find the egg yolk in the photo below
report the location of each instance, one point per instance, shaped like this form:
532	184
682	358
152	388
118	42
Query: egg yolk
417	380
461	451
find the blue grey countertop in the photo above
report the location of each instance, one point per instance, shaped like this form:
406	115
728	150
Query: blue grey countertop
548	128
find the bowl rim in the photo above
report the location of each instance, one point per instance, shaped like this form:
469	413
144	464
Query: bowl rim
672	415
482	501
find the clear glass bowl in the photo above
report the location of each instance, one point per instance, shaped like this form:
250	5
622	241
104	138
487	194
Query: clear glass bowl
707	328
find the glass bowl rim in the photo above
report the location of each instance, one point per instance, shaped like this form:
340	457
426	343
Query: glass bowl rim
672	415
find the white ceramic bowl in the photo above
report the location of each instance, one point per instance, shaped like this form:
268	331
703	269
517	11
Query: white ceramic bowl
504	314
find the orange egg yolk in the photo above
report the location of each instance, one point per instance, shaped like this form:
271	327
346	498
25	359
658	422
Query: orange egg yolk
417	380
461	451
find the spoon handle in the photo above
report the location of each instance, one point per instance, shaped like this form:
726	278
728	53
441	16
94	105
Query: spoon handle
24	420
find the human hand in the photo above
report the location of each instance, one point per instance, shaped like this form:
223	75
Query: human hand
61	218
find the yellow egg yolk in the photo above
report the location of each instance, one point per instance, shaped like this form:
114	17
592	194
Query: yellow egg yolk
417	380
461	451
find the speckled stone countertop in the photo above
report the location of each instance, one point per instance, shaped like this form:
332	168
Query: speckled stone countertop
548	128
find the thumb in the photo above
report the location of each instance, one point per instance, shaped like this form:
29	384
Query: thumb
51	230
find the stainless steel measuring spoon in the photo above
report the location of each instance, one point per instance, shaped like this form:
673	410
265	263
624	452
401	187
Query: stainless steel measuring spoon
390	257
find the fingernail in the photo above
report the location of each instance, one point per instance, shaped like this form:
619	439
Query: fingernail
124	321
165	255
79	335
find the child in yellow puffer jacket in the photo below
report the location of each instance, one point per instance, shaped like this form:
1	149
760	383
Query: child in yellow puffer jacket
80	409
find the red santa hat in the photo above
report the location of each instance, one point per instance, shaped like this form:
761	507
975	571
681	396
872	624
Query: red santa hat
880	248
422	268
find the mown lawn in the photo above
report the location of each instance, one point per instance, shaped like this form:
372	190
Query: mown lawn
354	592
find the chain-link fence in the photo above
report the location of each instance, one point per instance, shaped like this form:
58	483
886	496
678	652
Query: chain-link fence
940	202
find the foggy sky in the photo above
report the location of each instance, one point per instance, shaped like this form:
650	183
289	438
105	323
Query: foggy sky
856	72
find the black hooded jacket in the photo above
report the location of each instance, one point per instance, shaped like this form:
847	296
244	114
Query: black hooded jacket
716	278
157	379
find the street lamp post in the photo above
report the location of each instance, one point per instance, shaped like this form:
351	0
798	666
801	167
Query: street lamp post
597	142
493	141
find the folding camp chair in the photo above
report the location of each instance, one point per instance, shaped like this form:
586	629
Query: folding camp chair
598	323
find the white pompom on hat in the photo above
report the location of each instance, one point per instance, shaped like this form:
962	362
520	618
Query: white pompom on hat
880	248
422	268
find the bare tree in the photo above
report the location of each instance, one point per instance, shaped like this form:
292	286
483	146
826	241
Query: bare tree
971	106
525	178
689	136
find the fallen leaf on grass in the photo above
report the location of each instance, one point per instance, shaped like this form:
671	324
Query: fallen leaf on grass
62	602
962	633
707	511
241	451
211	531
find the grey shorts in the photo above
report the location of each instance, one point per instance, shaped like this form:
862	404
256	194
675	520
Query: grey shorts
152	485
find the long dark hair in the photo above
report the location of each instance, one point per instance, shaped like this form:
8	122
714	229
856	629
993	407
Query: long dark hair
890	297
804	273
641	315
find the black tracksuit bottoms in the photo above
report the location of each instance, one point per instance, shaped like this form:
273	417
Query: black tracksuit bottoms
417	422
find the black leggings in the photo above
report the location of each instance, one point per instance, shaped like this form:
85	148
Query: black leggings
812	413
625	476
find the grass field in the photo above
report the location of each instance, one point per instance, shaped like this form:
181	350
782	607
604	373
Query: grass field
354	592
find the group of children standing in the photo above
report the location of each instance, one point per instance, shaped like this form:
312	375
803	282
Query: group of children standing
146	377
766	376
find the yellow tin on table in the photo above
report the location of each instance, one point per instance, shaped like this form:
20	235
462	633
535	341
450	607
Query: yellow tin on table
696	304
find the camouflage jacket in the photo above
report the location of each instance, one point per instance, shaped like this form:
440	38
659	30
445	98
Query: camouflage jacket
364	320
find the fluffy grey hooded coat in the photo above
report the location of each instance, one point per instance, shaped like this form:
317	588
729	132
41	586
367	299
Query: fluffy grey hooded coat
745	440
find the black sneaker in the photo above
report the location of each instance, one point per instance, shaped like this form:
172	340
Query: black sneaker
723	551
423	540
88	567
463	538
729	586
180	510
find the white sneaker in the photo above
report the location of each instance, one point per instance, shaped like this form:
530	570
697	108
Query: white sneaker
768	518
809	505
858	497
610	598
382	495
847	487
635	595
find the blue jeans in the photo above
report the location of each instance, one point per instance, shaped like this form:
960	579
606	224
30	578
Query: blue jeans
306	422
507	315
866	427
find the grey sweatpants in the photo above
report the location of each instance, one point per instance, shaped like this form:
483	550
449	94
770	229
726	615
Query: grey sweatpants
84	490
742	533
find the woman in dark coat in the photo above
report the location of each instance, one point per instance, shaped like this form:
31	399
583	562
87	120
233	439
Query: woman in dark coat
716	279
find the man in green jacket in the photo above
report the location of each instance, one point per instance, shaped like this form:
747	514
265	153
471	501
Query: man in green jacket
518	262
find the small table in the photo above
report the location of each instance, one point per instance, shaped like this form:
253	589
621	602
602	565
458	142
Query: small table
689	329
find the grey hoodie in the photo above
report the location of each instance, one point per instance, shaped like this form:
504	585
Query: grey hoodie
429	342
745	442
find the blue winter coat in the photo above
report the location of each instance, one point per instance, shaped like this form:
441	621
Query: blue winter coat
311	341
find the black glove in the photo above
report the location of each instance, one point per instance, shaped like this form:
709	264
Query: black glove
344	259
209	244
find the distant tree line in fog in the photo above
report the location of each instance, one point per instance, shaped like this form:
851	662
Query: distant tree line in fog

Written task: Repeat the records above exactly.

Task response:
find the egg yolk in the photo below
report the location of each instance, one point per instance, shaped like this form:
532	184
682	358
152	388
118	42
Query: egg yolk
417	380
461	451
find the blue grey countertop in the photo above
report the location of each instance, one point per instance, shaped like this form:
406	115
728	150
Query: blue grey countertop
548	128
find the bowl rim in the photo above
report the location of each instance, one point per instance, shaped like this form:
469	413
144	464
Query: bowl rim
672	415
482	501
find the clear glass bowl in the photo above
report the location of each instance, one point per instance, shaped like this form:
250	5
622	241
104	138
487	194
Query: clear glass bowl
707	328
find the glass bowl rim in the photo above
report the location of each instance, one point per instance, shaped like this form:
340	457
426	343
Query: glass bowl rim
672	415
find the white ceramic bowl in the photo above
report the location of each instance, one point per instance, shaped like this form:
268	331
703	269
517	11
Query: white ceramic bowl
504	314
find the orange egg yolk in the photo above
report the location of each instance, one point per instance, shaped like this form:
271	327
346	498
25	359
658	422
Query: orange egg yolk
417	380
461	451
find the spoon handle in the photo above
report the location of each instance, one point per instance, shaped like this form:
726	278
728	53
441	16
94	105
Query: spoon handle
24	420
find the human hand in the photo above
report the location of each instance, one point per instance, shaped like this form:
223	75
Query: human hand
61	218
find the yellow egg yolk in the photo above
report the location of each instance, one point per instance, shaped like this form:
114	17
592	194
Query: yellow egg yolk
417	380
461	451
find the speckled stone countertop in the photo above
report the location of each instance, one point per instance, shaped like this form:
332	168
Query: speckled stone countertop
548	128
find the thumb in the photo above
report the location of each instance, one point per instance, shaped like this form:
29	384
Query: thumb
51	230
find the stainless steel measuring spoon in the photo above
report the location of each instance, one point per instance, shaped like this form:
673	410
265	263
624	452
401	187
Query: stainless steel measuring spoon
390	257
find the fingernail in the photo above
report the location of each instance, one point per instance, shaped like this form:
619	439
Query: fingernail
124	321
165	255
79	335
find the child in yellow puffer jacket in the photo below
report the location of each instance, one point per instance, shaped like this form:
1	149
760	383
Query: child in yellow puffer jacket
80	409
find the red santa hat in the photo above
report the location of each instance, one point per instance, shaped like this form:
761	507
975	571
681	396
872	624
Query: red santa hat
880	248
422	268
find the mown lawn in the photo above
report the location of each instance, one point per instance, shaped like this form:
372	190
Query: mown lawn
354	592
find the chain-link fence in the photo above
report the location of each instance, one point per instance, shaped like this form:
58	483
886	496
678	652
Query: chain-link fence
940	202
find the foggy sky in the photo above
report the location of each instance, one point per instance, shaped like this form:
650	183
289	438
105	323
Query: foggy sky
856	72
find the black hooded jacket in the photo above
report the location of each instance, one point per instance, shaped like this form:
847	296
244	114
Query: black hooded jacket
716	278
157	379
find the street lamp post in the photo above
report the location of each instance, one point per instance, shaped like this form:
351	0
798	666
801	167
Query: street lamp post
597	142
493	141
find the folding camp chair in the photo above
report the location of each instance, one point per instance, shaped like this form:
586	629
Query: folding camp chair
598	323
find the white pompom on hat in the photo above
report the location of each instance, one point per instance, shaped like this form:
962	362
520	618
Query: white pompom on hat
880	248
422	268
find the bare tree in the photo above
report the location of each instance, one point per instance, shaped like this form:
292	286
483	146
826	241
Query: bare tree
971	106
525	178
689	136
find the fallen leaf on grass in the photo above
report the location of each instance, one point per instance, shaped like this form:
671	324
Query: fallen leaf on grass
62	602
962	633
707	511
241	451
211	531
find the grey shorts in the photo above
report the location of each instance, one point per instance, shaped like this form:
862	404
256	194
675	520
Query: grey shorts
152	485
find the long dark hair in the photo above
report the location of each instance, one point per instance, shaped like this form:
8	122
714	229
856	629
993	407
Query: long dark hair
890	297
804	273
641	315
find the black tracksuit bottoms in the photo above
report the location of each instance, one point per instance, shaped like this form:
273	417
Query: black tracksuit bottoms
417	422
find the black leggings in the photo above
report the location of each instance, one point per instance, shaped like this form:
85	148
Query: black leggings
812	413
625	476
find the grass field in the photo above
report the location of each instance, one point per instance, shaped like this form:
181	350
782	607
604	373
Query: grass field
354	592
find the group of children standing in the photo above
report the location of each instance, one point per instance, shaped like this form:
312	375
803	282
Query: group of children standing
146	377
766	376
find the yellow tin on table in the photo above
report the location of each instance, one point per instance, shaped like this form:
20	235
462	633
535	341
450	607
Query: yellow tin on table
696	304
find the camouflage jacket in the photo above
report the location of each instance, one point per instance, shaped like this form:
440	38
659	30
445	98
Query: camouflage jacket
364	320
find the fluffy grey hooded coat in the photo above
report the location of each instance, one point per instance, shaped like this form:
317	588
729	132
41	586
367	299
Query: fluffy grey hooded coat
745	440
find the black sneaker in the photo above
report the location of each instance, one point per instance, shaped like this form:
172	340
Query: black sneaker
723	551
423	540
88	567
463	538
729	586
180	510
find the white sneaker in the photo above
report the location of each instance, one point per instance, shaped like this form:
530	570
697	108
Query: white sneaker
768	518
809	505
858	497
610	598
382	495
847	487
635	595
find the blue jeans in the photo above
report the location of each instance, one point per instance, shaped like this form:
960	579
606	224
30	578
Query: blue jeans
306	422
507	315
866	427
find the grey sweatpants in the photo above
report the location of each instance, one point per instance, shaped like this form:
483	550
449	94
770	229
726	615
Query: grey sweatpants
84	490
742	533
find the woman in dark coat in the photo above
report the location of each instance, one point per instance, shaped like this form:
31	399
583	562
87	120
233	439
Query: woman in dark coat
716	279
find the man in green jacket in the photo above
report the location of each instance, one point per instance, shaped like this form:
747	514
265	153
471	501
Query: man in green jacket
518	262
find the small table in the photo above
report the location of each instance, one point per instance, shaped like this form:
253	589
621	602
602	565
458	142
Query: small table
689	329
find the grey hoodie in the photo above
report the location of each instance, one point per instance, shaped like this form:
504	585
Query: grey hoodie
429	342
745	442
find the blue winter coat in the photo above
report the location of each instance, one point per instance, shaped like this form:
441	621
Query: blue winter coat
311	341
find the black glove in the photo above
report the location of each instance, one point per instance, shaped like this form:
709	264
Query: black glove
344	259
209	244
find the distant tree line in fog in the photo above
report the location of each instance, one point per instance, shaped like this form:
851	662
Query: distant tree line in fog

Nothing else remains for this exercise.